--- Start Given text ---

However, beginning in the 1950s, PhD programs, for a variety of reasons, began to admit students directly from the BA degree, going straight through to the PhD.  One important reason is that a straight-through BA-to-PhD course of study shortens the student’s years of study by a year or so.  This is not only attractive to many students, but also to the department which, in the more selective programs, seeks to provide financial support to its advanced students. 

Some years ago straight-through PhD programs did not award an MA to its students unless the department faculty decided that a student was unsuitable, in which case a “terminal masters” was awarded.  More recently, PhD programs began awarding an MA as a progress marker, commonly at the point when the student passes an admission-to-candidacy exam.

For today’s PhD-bound student, among the relevant factors in choosing between (1) a “straight-through” program or (2) a two-part sequence of a MA and then a PhD are: 
(a) Do you have strong enough credentials to be admitted to a straight-through PhD program?
(b) Are you certain enough of your goal and your talents that the risk of stopping short of a PhD would be negligible?
(c) Are your content goals achievable within one department, or will you need two to produce the right combination?
(d) Do you have the financial resources and personal circumstances to launch into a multi-year, largely full time program, or is it more prudent to do it in stages?

2.  I want a PhD to become an applied anthropologist.  Some graduate departments offer a PhD in Applied Anthropology while others offer a PhD in Anthropology that can include an emphasis in applied anthropology.  How do I decide between these two types of programs?

There is a debate about this.  The traditional and still most common approach is to get a degree in Anthropology and to emphasize applied anthropology in some of the coursework, in your choice of faculty mentors, and in the focus of your dissertation project.  Also of relevance is to be active in regional and national meetings, present panel papers and poster sessions, and publish in the applied area.  The argument for this route is that one is an anthropologist first, and an applied anthropologist as a more specialized identity.  Especially for those who want the option of an academic position, having the greater breadth of a PhD in Anthropology makes you more prepared to teach the wider array of courses that a department may want offered.  Courses in applied anthropology tend to be few enough that a department may find that a person who can offer a broader set of courses is a better fit for their faculty needs.

--- End Given text ---

> [Given exercise A]:
Write out the passage of the given text on PhD programs word for word, starting with "For today’s PhD-bound" and going on through "straight-through PhD program?".
> [Given exercise B]:
Extend the text on choosing graduate programs in anthropology, picking up after its final sentence.

--- Start Entries shown ---

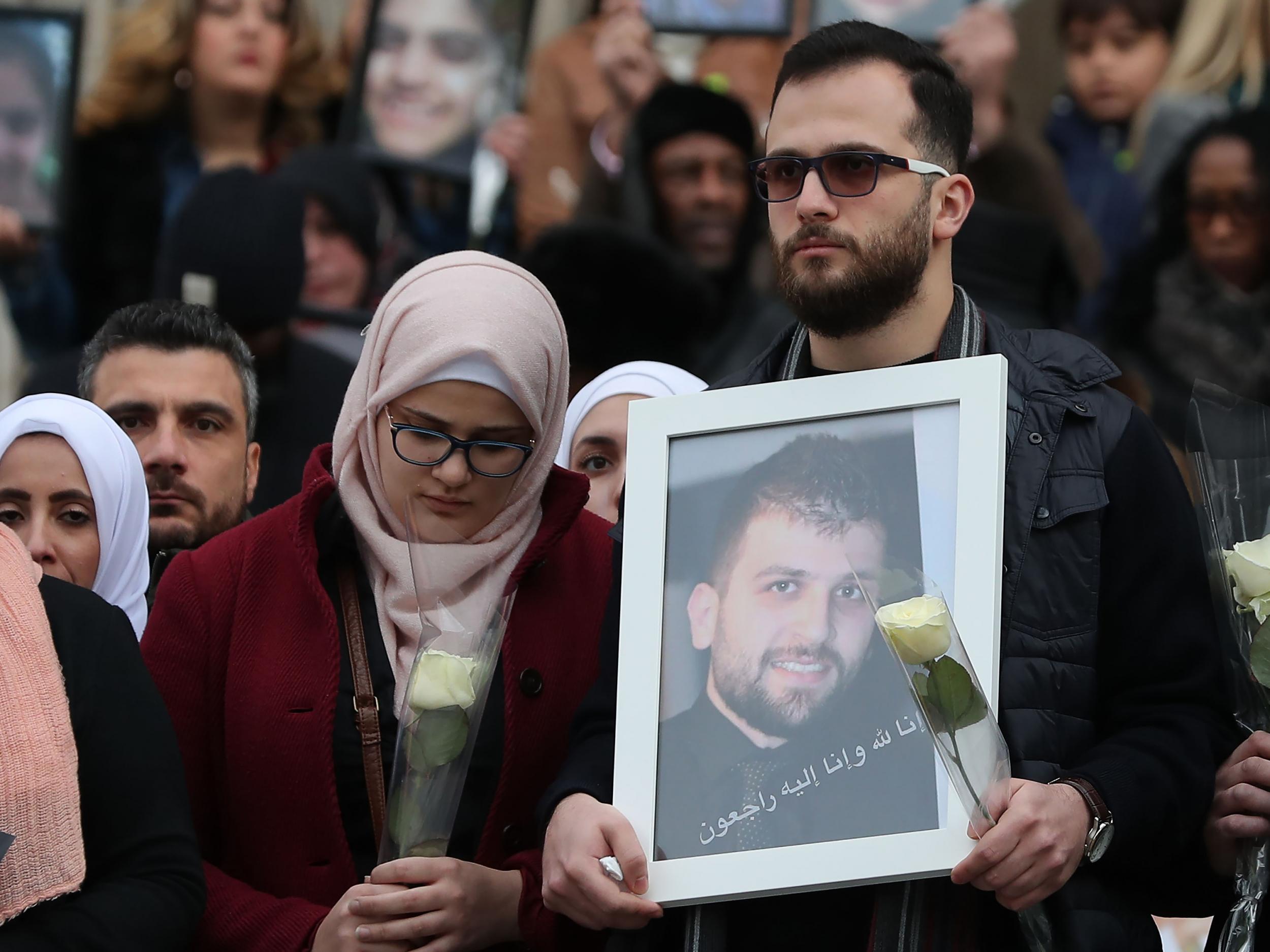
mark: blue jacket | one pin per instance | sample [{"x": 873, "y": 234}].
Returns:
[{"x": 1100, "y": 182}]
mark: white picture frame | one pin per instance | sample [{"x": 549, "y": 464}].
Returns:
[{"x": 977, "y": 387}]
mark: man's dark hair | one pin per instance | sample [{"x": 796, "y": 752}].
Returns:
[
  {"x": 818, "y": 480},
  {"x": 172, "y": 326},
  {"x": 945, "y": 118},
  {"x": 1149, "y": 14}
]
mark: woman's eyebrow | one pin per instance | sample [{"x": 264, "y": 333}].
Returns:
[
  {"x": 596, "y": 441},
  {"x": 70, "y": 496}
]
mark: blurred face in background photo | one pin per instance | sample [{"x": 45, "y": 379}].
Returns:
[
  {"x": 46, "y": 501},
  {"x": 427, "y": 72},
  {"x": 337, "y": 273},
  {"x": 703, "y": 187},
  {"x": 1227, "y": 216},
  {"x": 786, "y": 623},
  {"x": 1114, "y": 64},
  {"x": 239, "y": 47},
  {"x": 27, "y": 125},
  {"x": 598, "y": 452},
  {"x": 186, "y": 413}
]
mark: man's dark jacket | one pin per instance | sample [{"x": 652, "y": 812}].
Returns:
[{"x": 1109, "y": 661}]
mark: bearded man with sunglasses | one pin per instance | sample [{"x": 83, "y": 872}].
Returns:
[{"x": 1110, "y": 694}]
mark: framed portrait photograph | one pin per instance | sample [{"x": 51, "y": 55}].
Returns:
[
  {"x": 39, "y": 78},
  {"x": 773, "y": 18},
  {"x": 768, "y": 740},
  {"x": 921, "y": 19},
  {"x": 431, "y": 78}
]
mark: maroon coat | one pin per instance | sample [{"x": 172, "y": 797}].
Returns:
[{"x": 244, "y": 645}]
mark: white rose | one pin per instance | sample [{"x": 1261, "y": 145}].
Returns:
[
  {"x": 921, "y": 629},
  {"x": 1249, "y": 567},
  {"x": 441, "y": 679}
]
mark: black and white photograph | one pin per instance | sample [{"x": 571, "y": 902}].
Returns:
[
  {"x": 921, "y": 19},
  {"x": 39, "y": 62},
  {"x": 784, "y": 717},
  {"x": 720, "y": 17},
  {"x": 433, "y": 77}
]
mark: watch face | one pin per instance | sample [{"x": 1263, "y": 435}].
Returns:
[{"x": 1100, "y": 842}]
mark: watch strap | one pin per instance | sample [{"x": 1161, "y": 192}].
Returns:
[{"x": 1098, "y": 806}]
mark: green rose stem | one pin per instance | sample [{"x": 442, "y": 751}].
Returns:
[{"x": 957, "y": 760}]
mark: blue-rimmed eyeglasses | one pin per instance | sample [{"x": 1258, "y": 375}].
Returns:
[
  {"x": 779, "y": 178},
  {"x": 486, "y": 457}
]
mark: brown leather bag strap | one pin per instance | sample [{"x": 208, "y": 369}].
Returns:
[{"x": 366, "y": 706}]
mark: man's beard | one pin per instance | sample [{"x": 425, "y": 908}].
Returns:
[
  {"x": 797, "y": 711},
  {"x": 211, "y": 521},
  {"x": 884, "y": 275}
]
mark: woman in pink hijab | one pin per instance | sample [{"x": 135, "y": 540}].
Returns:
[{"x": 455, "y": 414}]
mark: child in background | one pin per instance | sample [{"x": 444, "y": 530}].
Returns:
[{"x": 1116, "y": 55}]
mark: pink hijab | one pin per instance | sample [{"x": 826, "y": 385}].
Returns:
[
  {"x": 449, "y": 308},
  {"x": 39, "y": 763}
]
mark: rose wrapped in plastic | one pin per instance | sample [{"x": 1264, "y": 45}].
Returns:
[{"x": 1249, "y": 565}]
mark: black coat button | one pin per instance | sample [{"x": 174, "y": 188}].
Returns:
[
  {"x": 531, "y": 682},
  {"x": 515, "y": 839}
]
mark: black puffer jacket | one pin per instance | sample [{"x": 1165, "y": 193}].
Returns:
[{"x": 1109, "y": 663}]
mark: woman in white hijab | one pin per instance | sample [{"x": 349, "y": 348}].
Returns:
[
  {"x": 595, "y": 427},
  {"x": 74, "y": 490},
  {"x": 450, "y": 424}
]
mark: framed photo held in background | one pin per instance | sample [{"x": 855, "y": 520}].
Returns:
[
  {"x": 921, "y": 19},
  {"x": 720, "y": 17},
  {"x": 768, "y": 740},
  {"x": 39, "y": 79},
  {"x": 431, "y": 78}
]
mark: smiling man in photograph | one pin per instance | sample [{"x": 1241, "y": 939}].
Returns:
[
  {"x": 181, "y": 382},
  {"x": 1110, "y": 692},
  {"x": 793, "y": 684}
]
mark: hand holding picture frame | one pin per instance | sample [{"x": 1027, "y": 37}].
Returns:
[
  {"x": 39, "y": 78},
  {"x": 766, "y": 740}
]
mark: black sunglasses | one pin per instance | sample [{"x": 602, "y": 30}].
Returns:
[{"x": 779, "y": 178}]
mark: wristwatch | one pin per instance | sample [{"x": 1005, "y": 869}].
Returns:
[{"x": 1101, "y": 826}]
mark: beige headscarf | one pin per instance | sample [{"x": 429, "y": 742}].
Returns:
[
  {"x": 446, "y": 309},
  {"x": 39, "y": 765}
]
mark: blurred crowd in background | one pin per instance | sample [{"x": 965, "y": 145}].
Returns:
[
  {"x": 1121, "y": 164},
  {"x": 283, "y": 163}
]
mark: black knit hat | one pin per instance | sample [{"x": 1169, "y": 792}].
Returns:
[
  {"x": 677, "y": 110},
  {"x": 337, "y": 178},
  {"x": 237, "y": 245}
]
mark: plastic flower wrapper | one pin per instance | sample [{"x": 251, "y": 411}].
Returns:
[
  {"x": 915, "y": 620},
  {"x": 1228, "y": 450},
  {"x": 445, "y": 697}
]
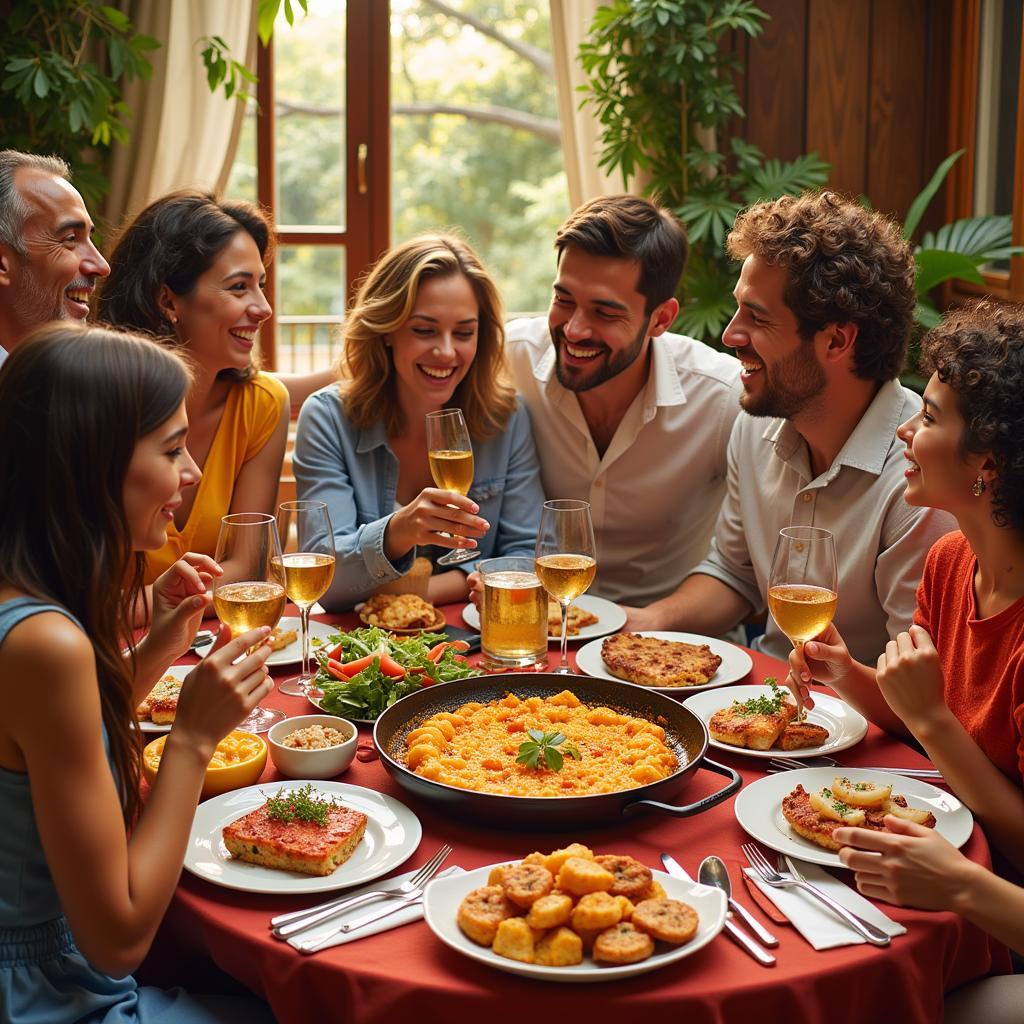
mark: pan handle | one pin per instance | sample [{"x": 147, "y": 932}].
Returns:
[{"x": 701, "y": 805}]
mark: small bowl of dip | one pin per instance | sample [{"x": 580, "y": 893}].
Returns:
[{"x": 312, "y": 745}]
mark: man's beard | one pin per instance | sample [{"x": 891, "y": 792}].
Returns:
[
  {"x": 788, "y": 387},
  {"x": 605, "y": 367},
  {"x": 34, "y": 305}
]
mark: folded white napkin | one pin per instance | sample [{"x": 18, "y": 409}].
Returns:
[
  {"x": 410, "y": 912},
  {"x": 821, "y": 928}
]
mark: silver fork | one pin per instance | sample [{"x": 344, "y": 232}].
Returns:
[
  {"x": 416, "y": 896},
  {"x": 791, "y": 764},
  {"x": 286, "y": 925},
  {"x": 772, "y": 878}
]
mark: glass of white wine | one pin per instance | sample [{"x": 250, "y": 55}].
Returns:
[
  {"x": 566, "y": 558},
  {"x": 251, "y": 593},
  {"x": 308, "y": 572},
  {"x": 803, "y": 583},
  {"x": 451, "y": 456}
]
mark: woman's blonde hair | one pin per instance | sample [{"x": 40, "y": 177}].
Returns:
[{"x": 385, "y": 301}]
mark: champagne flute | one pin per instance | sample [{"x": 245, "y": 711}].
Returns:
[
  {"x": 251, "y": 593},
  {"x": 803, "y": 584},
  {"x": 451, "y": 456},
  {"x": 308, "y": 572},
  {"x": 566, "y": 559}
]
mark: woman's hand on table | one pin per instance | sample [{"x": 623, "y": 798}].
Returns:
[
  {"x": 180, "y": 599},
  {"x": 430, "y": 514},
  {"x": 909, "y": 677},
  {"x": 909, "y": 865},
  {"x": 221, "y": 690}
]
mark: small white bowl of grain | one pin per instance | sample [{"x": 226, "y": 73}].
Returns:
[{"x": 312, "y": 745}]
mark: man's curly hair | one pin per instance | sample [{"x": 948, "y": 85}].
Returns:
[
  {"x": 846, "y": 265},
  {"x": 979, "y": 351}
]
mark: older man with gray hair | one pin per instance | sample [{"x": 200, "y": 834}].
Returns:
[{"x": 48, "y": 263}]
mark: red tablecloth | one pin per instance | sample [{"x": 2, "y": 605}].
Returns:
[{"x": 407, "y": 975}]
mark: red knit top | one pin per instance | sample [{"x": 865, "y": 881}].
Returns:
[{"x": 982, "y": 658}]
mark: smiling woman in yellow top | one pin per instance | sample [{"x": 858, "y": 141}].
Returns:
[{"x": 189, "y": 270}]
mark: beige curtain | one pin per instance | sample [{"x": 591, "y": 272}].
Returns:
[
  {"x": 182, "y": 135},
  {"x": 581, "y": 131}
]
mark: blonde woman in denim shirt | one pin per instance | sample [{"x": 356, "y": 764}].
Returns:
[{"x": 426, "y": 333}]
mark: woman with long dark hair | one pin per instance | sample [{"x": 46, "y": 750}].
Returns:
[
  {"x": 92, "y": 431},
  {"x": 189, "y": 271}
]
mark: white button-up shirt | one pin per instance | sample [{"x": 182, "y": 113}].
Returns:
[
  {"x": 655, "y": 493},
  {"x": 881, "y": 542}
]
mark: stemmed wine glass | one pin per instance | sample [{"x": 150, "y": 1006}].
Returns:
[
  {"x": 803, "y": 583},
  {"x": 451, "y": 456},
  {"x": 566, "y": 560},
  {"x": 251, "y": 593},
  {"x": 308, "y": 573}
]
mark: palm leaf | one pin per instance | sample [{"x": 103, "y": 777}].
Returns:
[
  {"x": 920, "y": 205},
  {"x": 983, "y": 239}
]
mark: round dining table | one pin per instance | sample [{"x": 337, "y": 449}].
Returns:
[{"x": 408, "y": 975}]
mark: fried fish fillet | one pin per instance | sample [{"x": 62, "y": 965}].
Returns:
[
  {"x": 798, "y": 735},
  {"x": 650, "y": 662},
  {"x": 733, "y": 725},
  {"x": 577, "y": 620},
  {"x": 807, "y": 822}
]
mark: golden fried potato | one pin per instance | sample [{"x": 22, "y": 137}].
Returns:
[
  {"x": 515, "y": 940},
  {"x": 596, "y": 910},
  {"x": 561, "y": 947},
  {"x": 553, "y": 862},
  {"x": 481, "y": 911},
  {"x": 623, "y": 944},
  {"x": 632, "y": 878},
  {"x": 550, "y": 910},
  {"x": 668, "y": 920},
  {"x": 525, "y": 884},
  {"x": 580, "y": 877}
]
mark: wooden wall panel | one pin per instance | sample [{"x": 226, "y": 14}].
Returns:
[
  {"x": 775, "y": 80},
  {"x": 838, "y": 49},
  {"x": 896, "y": 118}
]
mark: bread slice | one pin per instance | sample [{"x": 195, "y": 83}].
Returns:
[
  {"x": 734, "y": 726},
  {"x": 161, "y": 705},
  {"x": 296, "y": 846},
  {"x": 651, "y": 662}
]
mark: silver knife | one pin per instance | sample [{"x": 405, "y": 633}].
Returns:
[{"x": 731, "y": 928}]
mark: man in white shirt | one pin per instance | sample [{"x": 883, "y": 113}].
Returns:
[
  {"x": 825, "y": 305},
  {"x": 48, "y": 263},
  {"x": 626, "y": 416}
]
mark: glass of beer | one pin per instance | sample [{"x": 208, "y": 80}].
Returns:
[
  {"x": 513, "y": 614},
  {"x": 451, "y": 456},
  {"x": 803, "y": 583},
  {"x": 308, "y": 572},
  {"x": 566, "y": 559},
  {"x": 251, "y": 593}
]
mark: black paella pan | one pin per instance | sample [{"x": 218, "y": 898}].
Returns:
[{"x": 686, "y": 735}]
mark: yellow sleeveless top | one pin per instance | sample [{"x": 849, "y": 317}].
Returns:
[{"x": 251, "y": 414}]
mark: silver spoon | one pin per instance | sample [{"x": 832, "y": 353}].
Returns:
[
  {"x": 714, "y": 872},
  {"x": 202, "y": 638}
]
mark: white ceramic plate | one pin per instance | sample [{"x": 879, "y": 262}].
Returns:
[
  {"x": 735, "y": 662},
  {"x": 392, "y": 835},
  {"x": 291, "y": 654},
  {"x": 179, "y": 672},
  {"x": 759, "y": 809},
  {"x": 845, "y": 725},
  {"x": 442, "y": 896},
  {"x": 610, "y": 619}
]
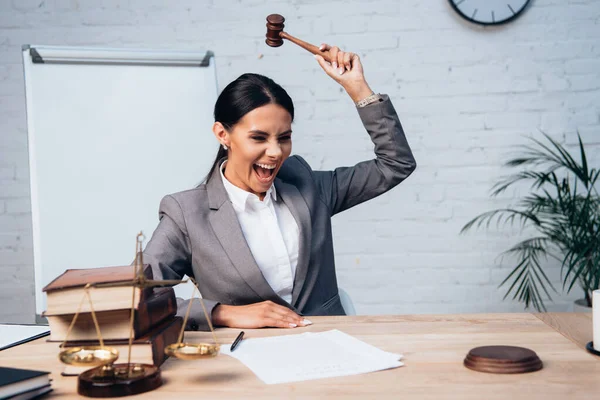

--- End Entries shown ---

> [Final answer A]:
For today’s PhD-bound student, among the relevant factors in choosing between (1) a “straight-through” program or (2) a two-part sequence of a MA and then a PhD are: 
(a) Do you have strong enough credentials to be admitted to a straight-through PhD program?

> [Final answer B]:
On the other hand, the PhD in Applied Anthropology is likely to have more abundant and specific knowledge of the tools and alternative methods of applying anthropology in a diverse set of social situations.  For some positions the PhD in Applied Anthropology may have the advantage.

Regardless of the wording of the degree, the subject of your dissertation project, the methods you are skilled at, and your field experience are likely to be major factors in whether you are an attractive candidate for a particular position, contract, or consulting arrangement.

A thorough knowledge of models of applied anthropology (i.e., theory), quantitative and qualitative methods of data-gathering and analysis, research ethics, and a readiness to work in multi-disciplinary teams will commonly be important as well.  In many cases, fluency in one or more non-English languages and the ability to write in a clear and well organized fashion are also big plusses.

3.  How long does it take to get a PhD?

A full time program of study generally requires about three years of regular coursework, plus at least two years to propose, conduct, and write up a dissertation project.  Five years from BA to PhD is essentially the minimum: if the fieldwork portion of the dissertation research lasts more than a year – say, two or three years – the total length of study lengthens accordingly.  Other factors, too, can lengthen the time. Start asking those you know who have PhDs, and that will give you a sense of the time needed.

4.  Do graduate students do more than classroom study prior to the dissertation research?

Absolutely.  Graduate study is in no way simply classroom learning, papers and exams.  Rather, courses are gateways to informed, personal study of important areas of anthropological research, argumentation, and theory.  The student is on a personal quest to explore, think out, and understand areas of the discipline.  Courses provide vehicles for that process, but they are not the central point of graduate study.  Throughout the years of graduate study, the student conducts her/his own personal learning program in addition to mastering course content.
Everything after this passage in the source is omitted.